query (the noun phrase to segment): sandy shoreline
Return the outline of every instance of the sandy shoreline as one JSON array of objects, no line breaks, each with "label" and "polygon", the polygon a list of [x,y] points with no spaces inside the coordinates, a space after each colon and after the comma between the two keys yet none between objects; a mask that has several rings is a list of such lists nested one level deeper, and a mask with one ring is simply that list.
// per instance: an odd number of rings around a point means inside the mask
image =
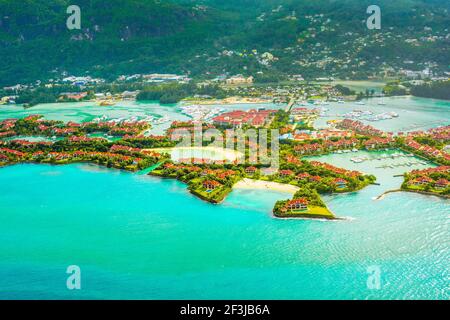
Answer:
[{"label": "sandy shoreline", "polygon": [[[243,157],[243,154],[237,150],[219,148],[219,147],[173,147],[173,148],[154,148],[144,149],[145,151],[154,151],[159,153],[170,153],[174,158],[205,158],[214,160],[234,161]],[[185,154],[184,154],[185,152]],[[195,154],[198,152],[199,154]],[[174,161],[177,159],[173,159]]]},{"label": "sandy shoreline", "polygon": [[236,183],[233,188],[235,189],[260,189],[260,190],[272,190],[278,192],[285,192],[289,194],[296,193],[300,188],[290,185],[282,184],[272,181],[243,179]]}]

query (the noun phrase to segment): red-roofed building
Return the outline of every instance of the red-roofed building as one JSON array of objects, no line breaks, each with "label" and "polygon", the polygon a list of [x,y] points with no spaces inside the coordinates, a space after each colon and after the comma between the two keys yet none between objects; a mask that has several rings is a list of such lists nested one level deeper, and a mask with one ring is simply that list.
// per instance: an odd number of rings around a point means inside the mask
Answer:
[{"label": "red-roofed building", "polygon": [[308,210],[308,200],[306,198],[289,200],[286,203],[285,208],[287,210],[295,210],[295,211]]},{"label": "red-roofed building", "polygon": [[436,189],[445,189],[450,185],[447,179],[439,179],[434,183]]},{"label": "red-roofed building", "polygon": [[215,180],[206,180],[203,181],[203,187],[207,190],[207,191],[212,191],[215,190],[216,188],[220,187],[221,184]]}]

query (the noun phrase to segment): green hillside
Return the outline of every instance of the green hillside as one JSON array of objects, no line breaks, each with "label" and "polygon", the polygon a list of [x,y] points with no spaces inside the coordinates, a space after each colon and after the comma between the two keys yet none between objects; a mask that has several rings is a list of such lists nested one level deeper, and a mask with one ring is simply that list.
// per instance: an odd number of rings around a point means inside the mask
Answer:
[{"label": "green hillside", "polygon": [[[373,3],[382,7],[382,30],[365,26]],[[448,1],[79,0],[82,30],[66,28],[70,4],[0,0],[0,85],[62,71],[357,79],[429,62],[448,71],[450,61]]]}]

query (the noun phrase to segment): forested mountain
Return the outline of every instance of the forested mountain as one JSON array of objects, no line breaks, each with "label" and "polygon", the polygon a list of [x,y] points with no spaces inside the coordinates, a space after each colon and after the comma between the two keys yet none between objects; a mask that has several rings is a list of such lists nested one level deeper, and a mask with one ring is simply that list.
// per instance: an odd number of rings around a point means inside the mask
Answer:
[{"label": "forested mountain", "polygon": [[[81,30],[66,27],[71,4],[81,8]],[[371,4],[381,7],[381,30],[366,27]],[[0,84],[62,71],[111,79],[444,72],[449,17],[446,0],[0,0]]]}]

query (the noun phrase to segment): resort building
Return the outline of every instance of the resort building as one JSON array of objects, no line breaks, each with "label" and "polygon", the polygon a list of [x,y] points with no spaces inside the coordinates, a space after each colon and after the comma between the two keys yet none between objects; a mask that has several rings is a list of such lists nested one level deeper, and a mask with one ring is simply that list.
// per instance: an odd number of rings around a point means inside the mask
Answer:
[{"label": "resort building", "polygon": [[230,78],[228,78],[227,80],[225,80],[226,84],[231,84],[231,85],[238,85],[238,84],[252,84],[253,83],[253,77],[250,76],[248,78],[244,77],[241,74],[232,76]]},{"label": "resort building", "polygon": [[296,177],[295,180],[298,181],[302,181],[302,180],[308,180],[309,177],[311,177],[311,175],[307,172],[303,172],[303,173],[299,173]]},{"label": "resort building", "polygon": [[416,178],[416,179],[414,179],[412,181],[412,183],[415,186],[423,186],[425,184],[429,184],[429,183],[432,183],[432,182],[434,182],[434,180],[431,179],[430,177],[426,177],[426,176],[425,177],[418,177],[418,178]]},{"label": "resort building", "polygon": [[247,174],[255,174],[258,169],[256,167],[247,167],[245,168],[245,173]]},{"label": "resort building", "polygon": [[289,177],[292,175],[294,175],[294,171],[292,171],[292,170],[281,170],[280,171],[280,176],[282,176],[282,177]]},{"label": "resort building", "polygon": [[345,188],[347,188],[347,181],[344,180],[344,179],[337,178],[337,179],[334,179],[333,182],[336,185],[337,189],[345,189]]},{"label": "resort building", "polygon": [[306,198],[290,200],[286,203],[285,208],[292,211],[308,210],[308,200]]},{"label": "resort building", "polygon": [[206,180],[203,182],[203,187],[206,189],[206,191],[213,191],[220,186],[221,184],[215,180]]},{"label": "resort building", "polygon": [[439,179],[434,183],[434,187],[436,189],[445,189],[450,185],[450,182],[448,182],[447,179]]},{"label": "resort building", "polygon": [[253,127],[263,127],[273,120],[276,110],[250,110],[248,112],[236,110],[226,112],[213,118],[213,122],[217,126],[241,128],[243,125]]}]

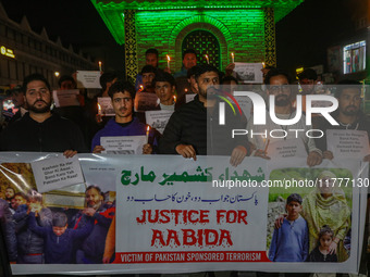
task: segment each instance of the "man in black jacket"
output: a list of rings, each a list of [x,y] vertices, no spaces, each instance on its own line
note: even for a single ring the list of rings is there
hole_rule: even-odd
[[[27,76],[23,89],[29,112],[1,134],[2,151],[63,152],[66,158],[87,152],[79,128],[51,113],[50,85],[42,75]]]
[[[160,153],[181,154],[184,158],[197,155],[231,155],[230,163],[240,164],[247,154],[248,140],[232,139],[232,129],[244,129],[246,119],[225,109],[225,125],[219,125],[218,92],[219,72],[214,66],[199,66],[196,75],[198,95],[194,101],[183,105],[171,116],[160,140]],[[229,136],[230,135],[230,136]],[[230,141],[225,138],[230,137]]]

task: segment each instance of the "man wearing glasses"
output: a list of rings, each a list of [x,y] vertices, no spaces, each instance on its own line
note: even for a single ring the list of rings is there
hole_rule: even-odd
[[[289,86],[288,75],[280,70],[271,70],[267,74],[264,83],[267,85],[268,96],[275,97],[274,106],[270,108],[274,109],[276,117],[285,121],[295,118],[296,110],[292,105],[292,97],[294,93]],[[308,152],[307,165],[314,166],[321,163],[322,153],[316,147],[314,140],[306,134],[307,130],[310,129],[310,126],[306,125],[306,118],[304,115],[301,115],[300,119],[293,125],[279,125],[274,123],[270,118],[269,111],[267,111],[266,117],[266,125],[254,125],[252,118],[248,121],[247,129],[252,130],[252,134],[267,134],[267,136],[251,136],[251,131],[248,133],[248,139],[255,148],[254,154],[256,156],[270,159],[266,152],[267,141],[272,143],[287,139],[301,139]],[[273,130],[274,136],[270,135],[271,130]]]

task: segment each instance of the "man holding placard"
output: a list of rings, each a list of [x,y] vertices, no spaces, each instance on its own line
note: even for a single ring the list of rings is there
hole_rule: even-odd
[[[338,109],[332,115],[340,124],[332,126],[328,121],[318,118],[318,129],[325,136],[318,140],[323,158],[362,159],[370,161],[370,122],[361,113],[361,84],[354,80],[338,83],[335,97]]]
[[[229,114],[225,117],[231,121],[220,126],[215,119],[219,118],[218,97],[213,92],[219,91],[220,76],[214,66],[199,66],[195,78],[198,95],[171,116],[160,140],[160,153],[194,160],[197,155],[231,155],[230,163],[237,166],[247,154],[248,140],[238,138],[233,143],[225,143],[224,134],[242,128],[245,121]]]
[[[29,75],[23,89],[29,112],[1,134],[1,150],[64,152],[66,158],[86,152],[79,128],[50,111],[52,96],[48,80],[40,74]]]
[[[115,116],[95,135],[92,153],[151,154],[157,140],[155,131],[134,116],[135,88],[128,81],[116,81],[109,96]]]
[[[288,75],[279,70],[271,70],[266,76],[266,84],[268,95],[275,97],[273,109],[276,117],[279,119],[285,121],[295,118],[296,111],[292,105],[293,91],[289,87]],[[247,129],[251,130],[248,134],[248,138],[256,149],[252,153],[254,155],[270,159],[268,155],[268,152],[270,151],[270,153],[274,153],[274,156],[284,156],[285,153],[283,153],[283,151],[286,149],[286,151],[289,150],[286,156],[297,156],[297,154],[300,154],[300,150],[306,152],[307,149],[307,165],[313,166],[321,163],[321,151],[316,147],[314,140],[312,138],[305,136],[306,131],[309,129],[309,126],[306,125],[306,118],[304,115],[301,115],[300,119],[293,125],[279,125],[270,118],[269,111],[266,111],[266,125],[255,125],[255,118],[251,118],[248,122]],[[305,131],[288,131],[288,128],[293,130],[298,129]],[[274,131],[274,134],[279,134],[279,136],[272,136],[272,131]],[[256,135],[251,136],[251,134]],[[282,138],[281,134],[284,134],[285,137]],[[279,143],[279,147],[274,147],[273,143]],[[270,150],[268,151],[269,146]]]

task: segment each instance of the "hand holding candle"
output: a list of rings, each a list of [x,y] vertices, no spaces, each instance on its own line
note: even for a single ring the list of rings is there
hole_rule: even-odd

**Written exercise**
List every line of the material that contains the string "mountain", treating uppercase and lowercase as different.

**Exercise solution**
query (the noun phrase to segment): forested mountain
Return the outline of every instance of the forested mountain as one JSON array of objects, no line breaks, each with "label" and "polygon", the polygon a list of [x,y] points with no spaces inside the coordinates, a space after each colon and after the comma between the two keys yet none between objects; a mask that has several rings is a list of such lists nested one level deeper, and a mask with one ring is simply that list.
[{"label": "forested mountain", "polygon": [[[81,30],[66,27],[71,4],[81,8]],[[371,4],[381,7],[381,30],[366,27]],[[0,84],[62,71],[111,79],[444,72],[449,17],[446,0],[0,0]]]}]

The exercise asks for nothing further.